But as you can see in Wolf’s article, unusual seems to be her primary criticism. The pieces when thrown together form an unconventional picture but then what about this situation is conventional? Assange has now been inside the Ecuadorian Embassy for going on three months in a diplomatic stand-off of farcical proportions, allying himself with a government that in his totalitarian interpretation of transparent values could be no better than the USA , in defiance of a nation in Sweden that has possibly less natural association with this brand of conspiracy than the Welsh National Assembly.

If we assume for a moment the pending charges are utterly false, that if extradited to Sweden Assange will be immediately extradited to America to face, as yet, also unformulated charges, what are the implications and consequences? In my mind, they don’t run much farther than a miscarriage of justice against one man whose pleasure it was to ruffle the feathers of just about every government that ever was. To suggest a punishment against him would be as extreme as death is utterly naive and a total misinterpretation of the culture of American governance. Assange perhaps believes that because an Apache helicopter crew callously gunned down a group of civilians that he might suffer similar inhumanity but I think there is an immensely important thing to remember about “Collateral Murder”.

That video does not speak to me of a systemic culture of conspiracy to murder, but only of a systemic culture of conspiracy to conceal colossal mistakes. These mistakes are hugely detrimental to the image of a nation rife with PR problems and a global mission statement that would require an unrealistically impeccable enacting to not be seen in heavily negative terms. I do not for a moment condone the circumstances around the video as they do encapsulate the arrogant and careless nature responsible for it, but to conflate this with any care for the physical safety of Julian Assange is ludicrous. Insofar as he facilitated this grand embarrassment and in doing so was complicit in the breaking of severe laws, it makes perfect sense that the USA wants a reasonable measure of justice. How much you sympathise with that view will entirely determine your perspective on the integrity of their methodology in achieving this.

________

_Directive A:_ According to the commentary on Julian Assange, how long has he been inside the Ecuadorian Embassy?
_Directive B:_ Reproduce verbatim the passage of the commentary on Julian Assange starting with "But as you can" and going on through "Welsh National Assembly.".

________

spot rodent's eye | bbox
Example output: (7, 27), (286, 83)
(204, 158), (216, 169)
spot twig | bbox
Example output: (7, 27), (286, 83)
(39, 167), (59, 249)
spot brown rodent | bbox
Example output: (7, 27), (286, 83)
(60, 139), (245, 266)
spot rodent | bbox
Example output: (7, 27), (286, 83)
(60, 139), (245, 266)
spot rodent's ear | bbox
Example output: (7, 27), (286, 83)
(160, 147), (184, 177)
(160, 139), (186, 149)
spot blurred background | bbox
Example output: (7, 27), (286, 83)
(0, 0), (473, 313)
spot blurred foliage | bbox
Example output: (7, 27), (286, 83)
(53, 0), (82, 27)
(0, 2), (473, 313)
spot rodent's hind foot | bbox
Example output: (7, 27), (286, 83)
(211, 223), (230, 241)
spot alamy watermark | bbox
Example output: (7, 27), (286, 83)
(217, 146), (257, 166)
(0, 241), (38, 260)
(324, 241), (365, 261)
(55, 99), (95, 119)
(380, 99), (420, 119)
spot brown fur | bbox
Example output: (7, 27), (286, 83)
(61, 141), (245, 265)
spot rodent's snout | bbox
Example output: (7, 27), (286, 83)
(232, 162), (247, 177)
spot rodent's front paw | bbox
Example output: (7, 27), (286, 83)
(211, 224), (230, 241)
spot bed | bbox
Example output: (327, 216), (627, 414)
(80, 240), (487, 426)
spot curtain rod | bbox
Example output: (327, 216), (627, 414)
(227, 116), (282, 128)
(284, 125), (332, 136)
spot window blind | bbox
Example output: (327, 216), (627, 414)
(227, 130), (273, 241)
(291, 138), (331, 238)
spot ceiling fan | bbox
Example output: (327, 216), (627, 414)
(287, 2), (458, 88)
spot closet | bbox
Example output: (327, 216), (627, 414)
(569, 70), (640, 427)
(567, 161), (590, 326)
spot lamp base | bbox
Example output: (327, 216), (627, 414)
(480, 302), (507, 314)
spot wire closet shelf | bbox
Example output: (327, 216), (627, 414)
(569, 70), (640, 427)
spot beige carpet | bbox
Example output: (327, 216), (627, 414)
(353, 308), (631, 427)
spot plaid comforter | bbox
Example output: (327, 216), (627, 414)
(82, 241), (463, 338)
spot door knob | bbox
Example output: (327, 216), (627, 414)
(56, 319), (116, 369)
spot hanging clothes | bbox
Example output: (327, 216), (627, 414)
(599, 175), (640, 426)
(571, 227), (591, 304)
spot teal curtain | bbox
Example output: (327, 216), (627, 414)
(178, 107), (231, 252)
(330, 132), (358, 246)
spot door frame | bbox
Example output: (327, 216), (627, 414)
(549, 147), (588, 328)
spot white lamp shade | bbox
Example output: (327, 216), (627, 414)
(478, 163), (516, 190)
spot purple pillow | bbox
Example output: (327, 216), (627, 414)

________

_Problem solution A:_ Going on three months.

_Problem solution B:_
But as you can see in Wolf’s article, unusual seems to be her primary criticism. The pieces when thrown together form an unconventional picture but then what about this situation is conventional? Assange has now been inside the Ecuadorian Embassy for going on three months in a diplomatic stand-off of farcical proportions, allying himself with a government that in his totalitarian interpretation of transparent values could be no better than the USA , in defiance of a nation in Sweden that has possibly less natural association with this brand of conspiracy than the Welsh National Assembly.